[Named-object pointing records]
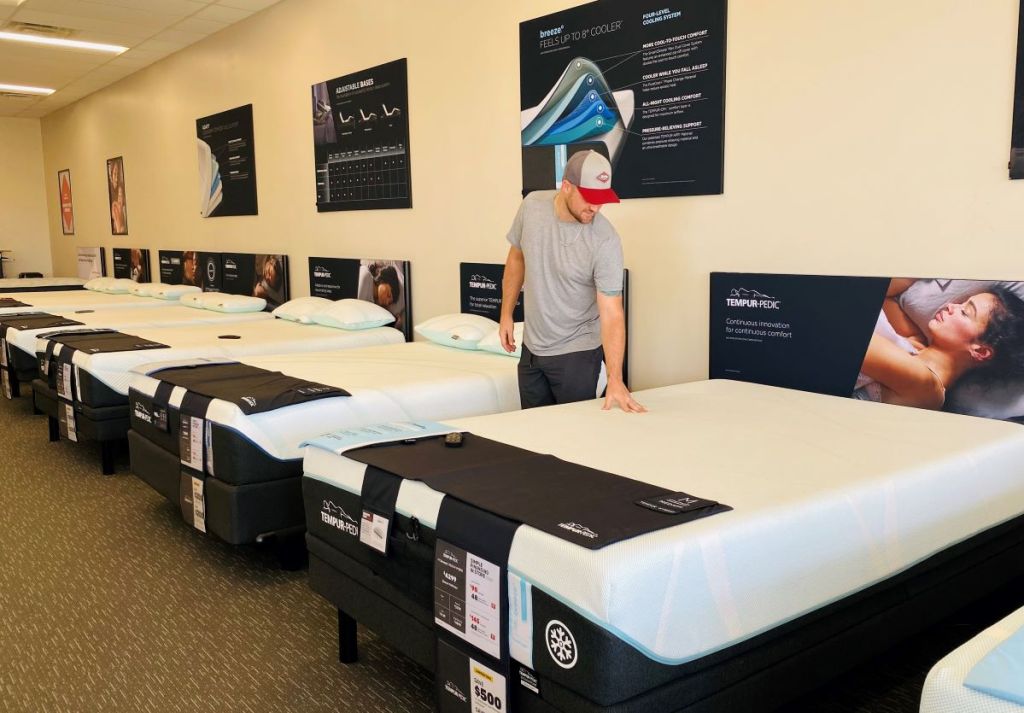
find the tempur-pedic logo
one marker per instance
(480, 282)
(336, 516)
(578, 529)
(741, 297)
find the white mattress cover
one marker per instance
(257, 337)
(165, 315)
(393, 382)
(829, 495)
(69, 300)
(944, 690)
(23, 283)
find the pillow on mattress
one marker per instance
(301, 309)
(353, 313)
(98, 284)
(460, 331)
(493, 342)
(172, 292)
(219, 301)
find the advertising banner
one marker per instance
(360, 139)
(932, 343)
(132, 263)
(642, 83)
(385, 283)
(226, 163)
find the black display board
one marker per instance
(480, 290)
(259, 276)
(360, 139)
(642, 83)
(226, 163)
(934, 343)
(132, 263)
(386, 283)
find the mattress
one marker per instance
(163, 315)
(392, 382)
(829, 495)
(40, 284)
(944, 690)
(227, 341)
(70, 300)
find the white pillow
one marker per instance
(493, 342)
(219, 301)
(98, 284)
(172, 292)
(353, 313)
(460, 331)
(301, 308)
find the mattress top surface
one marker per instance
(830, 495)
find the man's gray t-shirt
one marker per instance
(566, 264)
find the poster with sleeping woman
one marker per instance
(955, 345)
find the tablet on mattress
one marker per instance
(945, 690)
(829, 496)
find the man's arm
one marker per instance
(515, 270)
(613, 339)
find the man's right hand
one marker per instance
(507, 334)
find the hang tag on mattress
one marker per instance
(467, 597)
(374, 531)
(674, 503)
(190, 442)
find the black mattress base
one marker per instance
(760, 674)
(236, 513)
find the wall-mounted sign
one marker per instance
(360, 139)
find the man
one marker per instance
(572, 258)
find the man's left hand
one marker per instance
(620, 395)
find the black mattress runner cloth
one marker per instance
(588, 507)
(254, 390)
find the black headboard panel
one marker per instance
(387, 283)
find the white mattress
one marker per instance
(257, 337)
(164, 315)
(944, 690)
(394, 382)
(69, 300)
(23, 283)
(829, 496)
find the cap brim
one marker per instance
(598, 197)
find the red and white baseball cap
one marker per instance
(591, 173)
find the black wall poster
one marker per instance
(226, 163)
(132, 263)
(642, 83)
(932, 343)
(360, 139)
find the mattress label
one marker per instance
(374, 531)
(190, 442)
(468, 685)
(674, 503)
(467, 597)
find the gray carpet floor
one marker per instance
(110, 602)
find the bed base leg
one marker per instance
(348, 647)
(107, 453)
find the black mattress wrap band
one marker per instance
(583, 505)
(254, 390)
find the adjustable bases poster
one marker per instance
(360, 139)
(642, 83)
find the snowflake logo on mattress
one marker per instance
(561, 643)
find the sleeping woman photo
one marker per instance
(913, 364)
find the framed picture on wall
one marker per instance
(67, 210)
(116, 191)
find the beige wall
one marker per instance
(861, 138)
(24, 198)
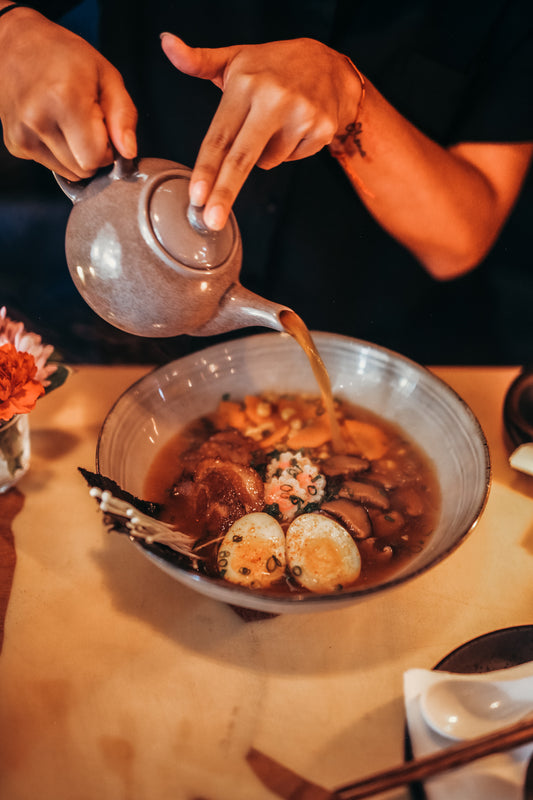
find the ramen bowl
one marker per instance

• Description of the task
Without the pictures, restate each entry exactly.

• Exercise output
find the tempur-pedic logo
one marker per instance
(480, 282)
(336, 516)
(578, 529)
(741, 297)
find the white mattress cover
one marker per instance
(257, 337)
(165, 315)
(393, 382)
(829, 495)
(69, 300)
(944, 690)
(23, 283)
find the pillow on mattress
one marker per instance
(301, 309)
(353, 313)
(98, 284)
(460, 331)
(493, 342)
(172, 292)
(219, 301)
find the advertising banner
one marker per instance
(360, 139)
(932, 343)
(132, 263)
(642, 83)
(385, 283)
(226, 163)
find the black display board
one marker per instance
(480, 290)
(259, 276)
(360, 139)
(642, 83)
(226, 163)
(934, 343)
(132, 263)
(386, 283)
find the mattress
one marker per instance
(163, 315)
(392, 382)
(829, 495)
(40, 284)
(944, 690)
(227, 341)
(70, 300)
find the white pillow
one marker per instance
(493, 342)
(219, 301)
(98, 284)
(172, 292)
(353, 313)
(460, 331)
(301, 308)
find the mattress top surface
one marker per instance
(830, 495)
find the man's gray t-shirt
one marker per instance
(566, 264)
find the poster with sleeping woman
one marker per instance
(955, 345)
find the tablet on mattress
one marker per instance
(945, 690)
(829, 496)
find the man's arm
one marker per instance
(515, 270)
(613, 339)
find the man's right hand
one marker per instance
(507, 334)
find the hang tag on mattress
one marker per instance
(467, 597)
(374, 531)
(674, 503)
(190, 442)
find the black mattress base
one marker per instance
(760, 674)
(236, 513)
find the wall-mounted sign
one marker per instance
(360, 139)
find the man
one marker per instance
(572, 258)
find the man's left hand
one marker per instance
(620, 395)
find the black mattress runner cloth
one marker per instance
(588, 507)
(254, 390)
find the black headboard panel
one marker per instance
(387, 283)
find the white mattress
one marker per instance
(257, 337)
(164, 315)
(944, 690)
(394, 382)
(69, 300)
(23, 283)
(829, 496)
find the cap brim
one marker per instance
(598, 197)
find the red and white baseball cap
one marker per instance
(591, 173)
find the black wall poster
one marker per instance
(226, 163)
(132, 263)
(642, 83)
(932, 343)
(360, 139)
find the mattress label
one marker per instance
(374, 531)
(190, 442)
(468, 685)
(674, 503)
(467, 597)
find the gray carpet floor
one marker per instance
(110, 602)
find the bed base leg
one marker per instance
(348, 647)
(107, 453)
find the black mattress wrap band
one marker per instance
(583, 505)
(254, 390)
find the adjustable bases poster
one marker per instance
(360, 139)
(642, 83)
find the snowflake logo on mattress
one marker per instance
(561, 643)
find the sleeping woman photo
one marker per instance
(913, 364)
find the framed picture on wall
one marker per instance
(67, 210)
(116, 191)
find the beige wall
one marker per instance
(861, 138)
(24, 198)
find the ramen bowl
one marker per instance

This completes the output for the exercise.